Items listed in a dataset:
========================================================================
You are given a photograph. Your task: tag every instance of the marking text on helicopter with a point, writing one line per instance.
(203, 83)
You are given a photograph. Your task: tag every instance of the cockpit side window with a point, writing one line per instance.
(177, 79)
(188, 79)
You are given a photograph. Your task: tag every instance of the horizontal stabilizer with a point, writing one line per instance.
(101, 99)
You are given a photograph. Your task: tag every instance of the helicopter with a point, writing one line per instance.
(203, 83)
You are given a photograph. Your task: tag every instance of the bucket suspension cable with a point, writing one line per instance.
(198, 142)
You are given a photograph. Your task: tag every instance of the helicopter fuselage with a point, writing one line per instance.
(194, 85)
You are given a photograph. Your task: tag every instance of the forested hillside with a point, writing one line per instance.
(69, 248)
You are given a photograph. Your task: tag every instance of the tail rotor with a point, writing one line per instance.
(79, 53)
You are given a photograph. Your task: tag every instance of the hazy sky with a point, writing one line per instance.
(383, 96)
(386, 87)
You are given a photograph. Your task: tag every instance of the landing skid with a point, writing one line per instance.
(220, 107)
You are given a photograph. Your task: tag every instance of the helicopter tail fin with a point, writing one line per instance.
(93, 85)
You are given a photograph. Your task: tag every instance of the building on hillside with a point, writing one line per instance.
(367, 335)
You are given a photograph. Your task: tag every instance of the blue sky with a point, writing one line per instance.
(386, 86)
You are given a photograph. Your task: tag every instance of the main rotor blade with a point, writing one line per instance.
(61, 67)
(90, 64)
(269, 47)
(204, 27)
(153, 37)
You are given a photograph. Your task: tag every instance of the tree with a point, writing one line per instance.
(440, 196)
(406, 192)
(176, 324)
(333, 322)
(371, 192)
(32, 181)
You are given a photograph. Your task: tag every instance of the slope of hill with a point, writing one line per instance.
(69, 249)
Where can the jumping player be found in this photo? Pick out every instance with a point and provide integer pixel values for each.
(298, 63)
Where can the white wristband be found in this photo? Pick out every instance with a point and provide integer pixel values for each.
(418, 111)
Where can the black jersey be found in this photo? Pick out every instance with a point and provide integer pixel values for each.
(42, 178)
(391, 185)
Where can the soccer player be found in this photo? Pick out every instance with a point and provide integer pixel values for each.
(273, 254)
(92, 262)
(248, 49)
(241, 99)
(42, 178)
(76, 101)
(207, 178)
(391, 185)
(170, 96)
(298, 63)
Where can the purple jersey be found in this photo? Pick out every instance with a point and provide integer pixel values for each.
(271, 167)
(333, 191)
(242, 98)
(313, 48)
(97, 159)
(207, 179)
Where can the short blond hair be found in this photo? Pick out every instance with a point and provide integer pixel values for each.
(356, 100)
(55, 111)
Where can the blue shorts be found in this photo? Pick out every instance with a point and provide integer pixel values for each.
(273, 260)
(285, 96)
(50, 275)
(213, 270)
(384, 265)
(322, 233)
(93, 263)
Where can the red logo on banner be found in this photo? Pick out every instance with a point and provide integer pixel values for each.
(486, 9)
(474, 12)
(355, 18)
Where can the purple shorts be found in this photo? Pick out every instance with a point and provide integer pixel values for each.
========================================================================
# [What you have to do]
All the entries above must be repeated exactly as they were given.

# [Final answer]
You are given a photograph. Your task: tag every instance of the marking text on helicopter with a point, writing one line per instance.
(203, 83)
You are given a photograph. Your task: tag every instance of the cockpit side window with a point, writing one line per instance.
(177, 79)
(188, 79)
You are given a photograph. Your task: tag every instance of the horizontal stabilizer with a point, writing one line per instance.
(101, 99)
You are given a photograph. Your task: tag every instance of the helicopter with a point, writing one line per instance.
(203, 83)
You are given a photograph. Your task: tag every instance of the bucket suspension cable with a point, writing one line per instance.
(198, 142)
You are given a photograph. Your task: tag every instance of the helicopter fuselage with a point, writing one line per instance.
(194, 85)
You are given a photograph. Your task: tag every instance of the forested hillside with a point, writing one line per instance.
(69, 248)
You are given a photograph. Your task: tag every instance of the tail rotor with a point, writing one line per instance.
(79, 53)
You are given a photograph. Your task: tag every instance of the hazy sky with a point, writing one line per instance.
(383, 96)
(386, 87)
You are given a photograph. Your task: tag every instance of the landing skid with a point, writing one line per instance.
(220, 107)
You are given a photograph. Your task: tag every instance of the helicopter tail fin with a point, writing one line per instance.
(93, 85)
You are given a photograph. Your task: tag every instance of the building on hillside with a point, writing one line per instance.
(367, 335)
You are given a photograph. Your task: tag every instance of the blue sky with a point, writing one line per instance.
(386, 86)
You are given a photograph. Your task: tag every instance of the main rotor blade with a point, writing one line per instance.
(61, 67)
(90, 64)
(269, 47)
(204, 27)
(153, 37)
You are given a photograph. Your task: tag every instance of the tree with a point, writing one line per instance.
(440, 196)
(406, 192)
(176, 324)
(333, 322)
(371, 192)
(32, 181)
You are given a photograph. Your task: tag every instance of the slope of hill with a point, writing one line per instance.
(69, 249)
Where can the jumping player be found in this photo? Pick out every instance with a point and provide integer pixel values for each.
(298, 63)
Where can the white wristband be found in this photo? Pick out every instance with a point and provide integer pixel values for each.
(418, 111)
Where can the black jersey be found in this photo? Pick out every instance with a point and provide integer pixel values for each.
(42, 178)
(391, 185)
Where can the soccer player be found in this photo? Pick out every instance with a point and provide integer pixel values for each.
(273, 254)
(92, 262)
(248, 49)
(241, 99)
(42, 178)
(76, 101)
(207, 178)
(391, 185)
(170, 96)
(298, 63)
Where can the purple jersey be found in this photo? Pick out every instance with a point and provide integer pixel values for each.
(271, 167)
(333, 191)
(242, 98)
(313, 48)
(97, 159)
(207, 179)
Where can the short blond hair be found in this photo? Pick out every instance with a point and provide integer pixel values for each.
(356, 100)
(55, 111)
Where can the blue shorts be found in this photo? Pick out every instance with a point and provide integer pixel values for each.
(273, 260)
(285, 96)
(50, 275)
(213, 270)
(384, 265)
(322, 233)
(93, 263)
Where can the red logo on banner be found in this photo? Pick out every instance with a point and provide integer pixel values for each.
(486, 9)
(474, 12)
(355, 18)
Where can the purple shorts be found in this photo? Pick out every instance with a point and provide integer pixel values for each.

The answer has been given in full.